Reading text →
----

East-Asia has seen several RCTs and systematic reviews addressing the same issue. Wang et al.[13] studied the ERAS protocol in open surgery, while Kim et al.,[14] Chen et al.[10] and Yu et al.,[15] respectively, followed suit on the laparoscopic front. It was unanimously found that post-operative hospital stay and hospital costs were lower in the ERAS group, irrespective of the surgical approach. Occasionally, complication rates and re-admission rates have shown a favourable trend towards conventional perioperative care but this warrants further investigation.[16]
Pearsall et al., from Canada, recently studied the obstacles faced by ERAS, and reasoned why it is still under-implemented despite its apparent theoretical benefits.[17] The major barriers identified were the need for patient education, increased communication and collaboration, and better evidence for ERAS interventions.[17] In contrast, in a rapidly but yet-developing India, ensuring patient compliance despite thorough pre-operative counselling remains a definite challenge, not only due to sheer volume of patients per treating doctor, but also a lack of post-operative community-based nursing care and general physician support structure.
Enhanced recovery after surgery is not just a methodology, but a philosophy. It does away with the surgical dogmas of prolonged pre-operative starvation, bowel preparation, routine nasogastric and abdominal drainage, and late post-operative alimentation.[9] It attempts to make patients recover sooner, with least possible stress, bringing them back to their baseline pre-operative status as soon as possible. Decreased hospital stay and its offshoot of decreased costs are not the motives but purely consequences of superior medical management.
In summary, we first need to negotiate the learning curve of open D2 gastrectomy and later standardise it as a procedure in India. Secondly, we need to improve our audits via better documentation and only then finally embark on negotiating the steep learning curve of laparoscopic D2 gastrectomy. Once the aforementioned are achieved, it would make logical sense to proceed to the practice of ERAS, within a standardised protocol to avail of its believed synergistic advantage. This step-wise progression combats the famous Einstein belief, “perfection of means and confusion of goals seem to characterize our age.” The need of the hour is a multi-centric stratified randomised study to determine the future evolution of standard of care in gastric cancer surgery.

----

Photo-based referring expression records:
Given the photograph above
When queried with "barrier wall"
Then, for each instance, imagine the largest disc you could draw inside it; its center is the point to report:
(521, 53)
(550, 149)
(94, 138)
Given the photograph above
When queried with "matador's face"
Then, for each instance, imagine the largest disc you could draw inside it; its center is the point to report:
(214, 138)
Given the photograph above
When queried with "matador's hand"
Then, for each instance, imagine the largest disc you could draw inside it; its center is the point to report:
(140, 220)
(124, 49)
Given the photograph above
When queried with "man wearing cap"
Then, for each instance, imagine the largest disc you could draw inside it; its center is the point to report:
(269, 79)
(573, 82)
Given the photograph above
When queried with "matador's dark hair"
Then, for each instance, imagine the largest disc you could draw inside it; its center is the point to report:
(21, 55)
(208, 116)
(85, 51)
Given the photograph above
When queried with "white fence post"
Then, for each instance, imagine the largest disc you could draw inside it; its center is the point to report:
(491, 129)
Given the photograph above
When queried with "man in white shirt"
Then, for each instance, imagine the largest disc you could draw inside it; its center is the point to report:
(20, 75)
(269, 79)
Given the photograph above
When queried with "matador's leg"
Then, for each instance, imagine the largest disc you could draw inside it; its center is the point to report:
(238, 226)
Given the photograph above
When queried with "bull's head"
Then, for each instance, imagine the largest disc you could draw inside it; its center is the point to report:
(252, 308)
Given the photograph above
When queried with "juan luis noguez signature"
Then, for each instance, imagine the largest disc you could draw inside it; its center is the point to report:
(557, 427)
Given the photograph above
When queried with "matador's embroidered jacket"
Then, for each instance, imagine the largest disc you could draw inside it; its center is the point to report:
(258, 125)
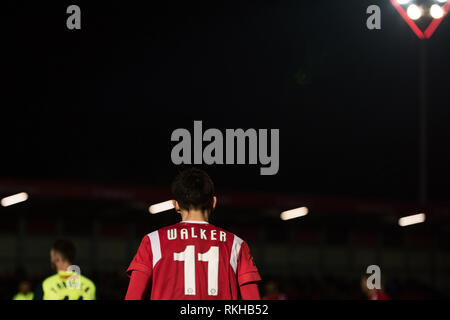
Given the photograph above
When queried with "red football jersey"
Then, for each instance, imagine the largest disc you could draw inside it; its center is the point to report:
(194, 260)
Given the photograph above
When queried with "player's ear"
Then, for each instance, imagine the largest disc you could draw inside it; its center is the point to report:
(214, 202)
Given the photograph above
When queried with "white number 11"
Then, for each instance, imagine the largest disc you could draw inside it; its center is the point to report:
(188, 256)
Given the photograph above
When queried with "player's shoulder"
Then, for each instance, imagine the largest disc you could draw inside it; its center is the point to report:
(230, 235)
(50, 279)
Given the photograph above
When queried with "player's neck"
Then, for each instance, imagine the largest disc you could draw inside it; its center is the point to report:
(194, 215)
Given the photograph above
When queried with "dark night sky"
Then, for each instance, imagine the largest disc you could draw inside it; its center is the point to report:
(100, 104)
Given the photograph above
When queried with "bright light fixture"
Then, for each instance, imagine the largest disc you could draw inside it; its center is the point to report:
(16, 198)
(436, 11)
(294, 213)
(416, 218)
(414, 12)
(160, 207)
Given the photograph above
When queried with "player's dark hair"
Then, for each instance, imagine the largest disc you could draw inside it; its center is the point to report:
(66, 248)
(193, 189)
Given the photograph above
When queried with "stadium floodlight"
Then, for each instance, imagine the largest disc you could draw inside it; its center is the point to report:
(414, 12)
(414, 219)
(294, 213)
(436, 11)
(14, 199)
(160, 207)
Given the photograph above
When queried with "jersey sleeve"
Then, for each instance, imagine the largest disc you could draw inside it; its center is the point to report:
(142, 261)
(246, 270)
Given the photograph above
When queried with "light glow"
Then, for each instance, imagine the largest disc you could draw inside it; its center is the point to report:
(414, 12)
(14, 199)
(294, 213)
(160, 207)
(436, 11)
(409, 220)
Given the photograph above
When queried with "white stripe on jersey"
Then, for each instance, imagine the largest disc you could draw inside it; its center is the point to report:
(156, 247)
(235, 252)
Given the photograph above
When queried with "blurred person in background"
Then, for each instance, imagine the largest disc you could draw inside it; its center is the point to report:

----

Task list →
1/ Answer these questions from the ERAS text:
(a) Which country are Pearsall et al. from?
(b) What did Wang et al. study?
(c) What kind of study does the ERAS text call "the need of the hour"?
2/ Please list every author the ERAS text cites by name with "et al."
The records were taken from a different source than the text.

Answers by item number →
1/
(a) Canada
(b) The ERAS protocol in open surgery
(c) A multi-centric stratified randomised study

2/ Wang, Kim, Chen, Yu, Pearsall